Exercise description: Restate the whole listing exactly.

--- START ---

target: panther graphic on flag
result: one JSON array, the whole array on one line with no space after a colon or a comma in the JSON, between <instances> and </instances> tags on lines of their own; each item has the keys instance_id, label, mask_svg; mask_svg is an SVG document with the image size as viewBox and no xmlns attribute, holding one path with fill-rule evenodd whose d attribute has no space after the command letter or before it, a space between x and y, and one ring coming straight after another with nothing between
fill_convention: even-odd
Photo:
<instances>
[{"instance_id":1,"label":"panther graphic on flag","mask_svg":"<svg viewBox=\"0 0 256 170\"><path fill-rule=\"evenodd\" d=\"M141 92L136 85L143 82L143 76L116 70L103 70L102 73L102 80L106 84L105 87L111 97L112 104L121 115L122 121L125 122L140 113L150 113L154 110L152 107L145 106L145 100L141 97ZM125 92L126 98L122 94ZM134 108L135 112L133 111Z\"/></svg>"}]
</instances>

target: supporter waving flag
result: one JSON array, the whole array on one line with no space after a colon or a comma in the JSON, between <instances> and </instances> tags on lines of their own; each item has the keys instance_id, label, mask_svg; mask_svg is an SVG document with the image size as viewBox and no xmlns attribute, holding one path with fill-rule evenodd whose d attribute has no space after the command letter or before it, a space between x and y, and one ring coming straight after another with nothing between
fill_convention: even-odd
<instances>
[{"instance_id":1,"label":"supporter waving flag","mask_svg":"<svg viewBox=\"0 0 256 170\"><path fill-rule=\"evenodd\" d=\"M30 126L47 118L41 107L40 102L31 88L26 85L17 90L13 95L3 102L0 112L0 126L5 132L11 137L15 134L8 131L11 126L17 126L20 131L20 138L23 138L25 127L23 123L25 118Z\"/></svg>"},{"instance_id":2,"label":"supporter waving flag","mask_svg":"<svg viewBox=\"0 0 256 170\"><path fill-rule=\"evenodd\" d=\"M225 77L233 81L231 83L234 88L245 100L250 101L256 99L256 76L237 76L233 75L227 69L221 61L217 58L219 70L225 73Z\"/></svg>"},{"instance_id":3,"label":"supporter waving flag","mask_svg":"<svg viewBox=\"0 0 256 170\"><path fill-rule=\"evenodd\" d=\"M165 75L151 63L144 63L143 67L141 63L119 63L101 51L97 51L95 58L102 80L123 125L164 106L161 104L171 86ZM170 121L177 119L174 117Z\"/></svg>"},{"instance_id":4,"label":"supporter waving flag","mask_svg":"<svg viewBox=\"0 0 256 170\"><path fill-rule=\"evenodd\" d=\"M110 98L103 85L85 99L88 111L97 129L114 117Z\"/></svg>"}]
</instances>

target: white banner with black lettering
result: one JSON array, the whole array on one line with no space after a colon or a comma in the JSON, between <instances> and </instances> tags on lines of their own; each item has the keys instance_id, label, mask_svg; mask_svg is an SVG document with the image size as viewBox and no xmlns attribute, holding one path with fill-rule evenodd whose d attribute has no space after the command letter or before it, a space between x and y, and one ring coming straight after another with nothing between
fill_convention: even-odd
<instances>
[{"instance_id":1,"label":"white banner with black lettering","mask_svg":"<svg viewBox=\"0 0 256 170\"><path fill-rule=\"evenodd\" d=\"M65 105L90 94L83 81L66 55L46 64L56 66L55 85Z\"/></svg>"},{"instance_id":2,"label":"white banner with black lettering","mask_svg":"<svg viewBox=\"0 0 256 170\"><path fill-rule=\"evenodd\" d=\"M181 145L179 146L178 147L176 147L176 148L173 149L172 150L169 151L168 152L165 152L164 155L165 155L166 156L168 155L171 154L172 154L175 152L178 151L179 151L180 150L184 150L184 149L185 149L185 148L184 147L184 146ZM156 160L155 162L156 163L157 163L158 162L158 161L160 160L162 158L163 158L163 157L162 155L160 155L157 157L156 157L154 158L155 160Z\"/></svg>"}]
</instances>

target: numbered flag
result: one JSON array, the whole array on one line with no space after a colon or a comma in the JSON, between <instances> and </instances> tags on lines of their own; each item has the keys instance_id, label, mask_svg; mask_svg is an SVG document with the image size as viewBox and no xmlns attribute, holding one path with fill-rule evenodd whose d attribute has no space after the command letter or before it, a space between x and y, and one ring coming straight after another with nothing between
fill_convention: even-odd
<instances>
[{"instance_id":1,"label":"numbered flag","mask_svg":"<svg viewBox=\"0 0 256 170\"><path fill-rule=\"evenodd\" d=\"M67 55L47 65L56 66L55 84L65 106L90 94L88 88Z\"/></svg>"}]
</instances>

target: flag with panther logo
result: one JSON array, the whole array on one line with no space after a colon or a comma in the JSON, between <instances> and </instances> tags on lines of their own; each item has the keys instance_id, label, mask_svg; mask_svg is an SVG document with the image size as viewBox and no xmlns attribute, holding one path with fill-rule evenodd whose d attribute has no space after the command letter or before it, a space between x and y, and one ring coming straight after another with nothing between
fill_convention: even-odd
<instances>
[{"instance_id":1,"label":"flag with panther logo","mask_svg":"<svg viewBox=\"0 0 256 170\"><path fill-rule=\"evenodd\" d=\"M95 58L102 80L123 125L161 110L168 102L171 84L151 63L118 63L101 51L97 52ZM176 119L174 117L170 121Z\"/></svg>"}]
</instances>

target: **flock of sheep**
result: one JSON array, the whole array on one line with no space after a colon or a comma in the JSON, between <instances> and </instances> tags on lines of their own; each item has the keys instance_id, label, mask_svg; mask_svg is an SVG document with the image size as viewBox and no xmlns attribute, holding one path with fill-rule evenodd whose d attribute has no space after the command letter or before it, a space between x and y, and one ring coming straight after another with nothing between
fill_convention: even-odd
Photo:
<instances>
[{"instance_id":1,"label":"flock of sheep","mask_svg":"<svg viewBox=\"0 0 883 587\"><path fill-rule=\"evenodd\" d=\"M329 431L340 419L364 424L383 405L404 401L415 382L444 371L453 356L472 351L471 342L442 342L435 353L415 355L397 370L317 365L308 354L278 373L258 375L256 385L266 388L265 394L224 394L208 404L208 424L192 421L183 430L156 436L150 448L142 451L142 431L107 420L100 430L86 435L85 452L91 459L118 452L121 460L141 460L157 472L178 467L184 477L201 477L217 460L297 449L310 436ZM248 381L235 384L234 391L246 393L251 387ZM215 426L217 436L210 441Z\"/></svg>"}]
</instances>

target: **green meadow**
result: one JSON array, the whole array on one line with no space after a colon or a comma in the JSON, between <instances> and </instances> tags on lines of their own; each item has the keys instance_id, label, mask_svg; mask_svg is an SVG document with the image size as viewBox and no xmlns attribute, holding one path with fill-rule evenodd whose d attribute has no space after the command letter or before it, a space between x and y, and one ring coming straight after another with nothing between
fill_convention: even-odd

--- END ---

Full response:
target: panther graphic on flag
result: one JSON array, the whole array on one line with no space after a colon or a comma in the JSON, between <instances> and </instances> tags on lines of their own; each item has the keys instance_id, label, mask_svg; mask_svg is an SVG document with the image size as viewBox and no xmlns attribute, holding one path with fill-rule evenodd whose d attribute has no space after the command letter or before it, a space between x and y, and one ring coming straight after another with nothing between
fill_convention: even-odd
Photo:
<instances>
[{"instance_id":1,"label":"panther graphic on flag","mask_svg":"<svg viewBox=\"0 0 256 170\"><path fill-rule=\"evenodd\" d=\"M141 92L136 85L143 82L143 76L116 70L103 70L102 73L102 80L106 84L105 87L111 97L112 104L121 115L122 121L125 122L140 113L150 113L154 110L152 107L145 106L145 100L141 97ZM125 92L126 98L122 94ZM134 108L135 112L133 111Z\"/></svg>"}]
</instances>

target: supporter waving flag
result: one JSON array, the whole array on one line with no space after a colon or a comma in the JSON, between <instances> and </instances> tags on lines of their own; each item has the keys instance_id, label, mask_svg; mask_svg is an SVG document with the image size as viewBox and no xmlns attribute, holding one path with fill-rule evenodd whose d attribute has no space after the command letter or before it, a space between x and y, and one ring coming straight after another with nothing between
fill_convention: even-odd
<instances>
[{"instance_id":1,"label":"supporter waving flag","mask_svg":"<svg viewBox=\"0 0 256 170\"><path fill-rule=\"evenodd\" d=\"M30 126L47 118L41 107L40 102L31 88L26 85L17 90L13 95L3 102L0 112L0 126L5 132L11 137L15 134L8 131L11 126L17 126L20 131L20 138L23 138L25 127L23 123L25 118Z\"/></svg>"},{"instance_id":2,"label":"supporter waving flag","mask_svg":"<svg viewBox=\"0 0 256 170\"><path fill-rule=\"evenodd\" d=\"M225 77L233 81L231 83L234 88L245 100L250 101L256 99L256 76L237 76L233 75L227 69L221 61L217 58L219 70L225 73Z\"/></svg>"},{"instance_id":3,"label":"supporter waving flag","mask_svg":"<svg viewBox=\"0 0 256 170\"><path fill-rule=\"evenodd\" d=\"M165 75L151 63L144 63L143 67L141 63L119 63L101 51L97 51L95 58L102 80L123 125L164 106L161 104L171 86ZM170 121L177 119L174 117Z\"/></svg>"},{"instance_id":4,"label":"supporter waving flag","mask_svg":"<svg viewBox=\"0 0 256 170\"><path fill-rule=\"evenodd\" d=\"M110 98L103 85L85 99L88 111L97 129L114 117Z\"/></svg>"}]
</instances>

target: white banner with black lettering
result: one JSON array, the whole array on one line with no space after a colon or a comma in the JSON, between <instances> and </instances> tags on lines of their own; each item has the keys instance_id, label, mask_svg; mask_svg is an SVG document with the image size as viewBox and no xmlns attribute, holding one path with fill-rule evenodd whose d attribute has no space after the command letter or before it, a space between x and y, and one ring coming straight after another with nothing between
fill_convention: even-odd
<instances>
[{"instance_id":1,"label":"white banner with black lettering","mask_svg":"<svg viewBox=\"0 0 256 170\"><path fill-rule=\"evenodd\" d=\"M65 105L90 94L83 81L66 55L46 64L56 66L55 85Z\"/></svg>"},{"instance_id":2,"label":"white banner with black lettering","mask_svg":"<svg viewBox=\"0 0 256 170\"><path fill-rule=\"evenodd\" d=\"M181 145L179 146L178 147L176 147L176 148L173 149L172 150L169 151L168 152L165 152L164 155L165 155L166 156L168 155L171 154L172 154L175 152L178 151L179 151L180 150L184 150L184 149L185 149L185 148L184 147L184 146ZM156 160L155 162L156 163L157 163L158 162L158 161L160 160L162 158L163 158L163 157L162 155L160 155L157 157L156 157L154 158L155 160Z\"/></svg>"}]
</instances>

target: numbered flag
result: one JSON array, the whole array on one line with no space after a colon or a comma in the JSON, between <instances> and </instances> tags on lines of their own; each item has the keys instance_id, label, mask_svg; mask_svg is an SVG document with the image size as viewBox and no xmlns attribute, holding one path with fill-rule evenodd whose d attribute has no space after the command letter or before it, a space between x and y, and one ring coming straight after another with nothing between
fill_convention: even-odd
<instances>
[{"instance_id":1,"label":"numbered flag","mask_svg":"<svg viewBox=\"0 0 256 170\"><path fill-rule=\"evenodd\" d=\"M67 55L47 65L56 66L55 84L65 106L90 94L88 88Z\"/></svg>"}]
</instances>

target: flag with panther logo
result: one JSON array, the whole array on one line with no space after a colon or a comma in the JSON, between <instances> and </instances> tags on lines of their own; each item has the keys instance_id, label, mask_svg; mask_svg is an SVG document with the image size as viewBox and no xmlns attribute, holding one path with fill-rule evenodd whose d attribute has no space after the command letter or before it, a space between x and y, and one ring coming straight after another with nothing between
fill_convention: even-odd
<instances>
[{"instance_id":1,"label":"flag with panther logo","mask_svg":"<svg viewBox=\"0 0 256 170\"><path fill-rule=\"evenodd\" d=\"M95 58L102 80L123 125L161 110L168 102L171 84L151 63L118 63L101 51L97 52ZM176 119L174 117L170 121Z\"/></svg>"}]
</instances>

target: **flock of sheep**
result: one JSON array, the whole array on one line with no space after a colon or a comma in the JSON, between <instances> and </instances> tags on lines of their own; each item has the keys instance_id, label, mask_svg; mask_svg is an SVG document with the image size as viewBox and no xmlns attribute, holding one path with fill-rule evenodd whose d attribute has no space after the command letter or before it, a space between x and y, and one ring coming straight after another with nothing between
fill_convention: even-odd
Photo:
<instances>
[{"instance_id":1,"label":"flock of sheep","mask_svg":"<svg viewBox=\"0 0 883 587\"><path fill-rule=\"evenodd\" d=\"M329 431L340 419L364 424L383 405L404 401L415 382L444 371L453 356L472 351L471 342L442 342L435 353L415 355L397 370L317 365L308 354L278 373L258 375L256 385L266 388L265 394L224 394L208 404L208 424L192 421L183 430L156 436L150 448L142 451L142 431L107 420L100 430L86 435L85 452L91 459L118 452L121 460L141 460L157 472L178 467L184 477L201 477L217 460L297 449L310 436ZM248 381L235 384L234 391L246 393L251 387ZM215 426L217 436L210 441Z\"/></svg>"}]
</instances>

target: **green meadow**
result: one JSON array, the whole array on one line with no space after a colon or a comma in the JSON, between <instances> and </instances> tags on lines of their own; each item has the keys instance_id, label, mask_svg; mask_svg is an SVG document with the image size as viewBox and no xmlns attribute, holding one path with fill-rule evenodd whose d attribute has no space after the command letter or before it, a space between x and y, and one ring coming straight after another with nothing between
fill_convention: even-odd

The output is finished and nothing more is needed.